Prompt: Render every line of the material below as a JSON list of strings, one string per line, skipping blank lines and omitting the pictures.

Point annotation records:
-- -- --
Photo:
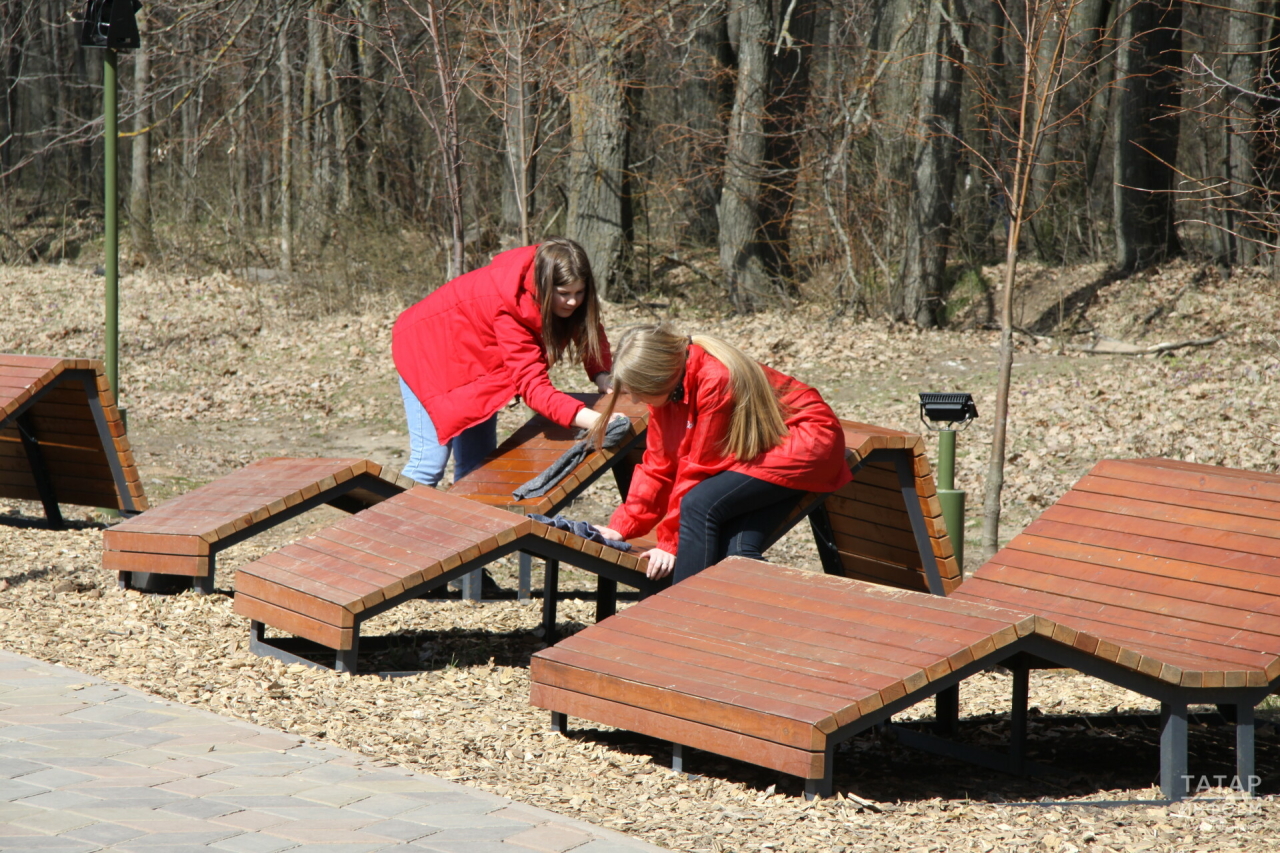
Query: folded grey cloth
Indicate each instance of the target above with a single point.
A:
(584, 529)
(568, 460)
-- -- --
Output for this exercise:
[
  "Photo:",
  "Query: folded grey cloth",
  "Indicate each instance of the target above with a single point.",
  "A:",
  "(584, 529)",
  "(568, 460)"
]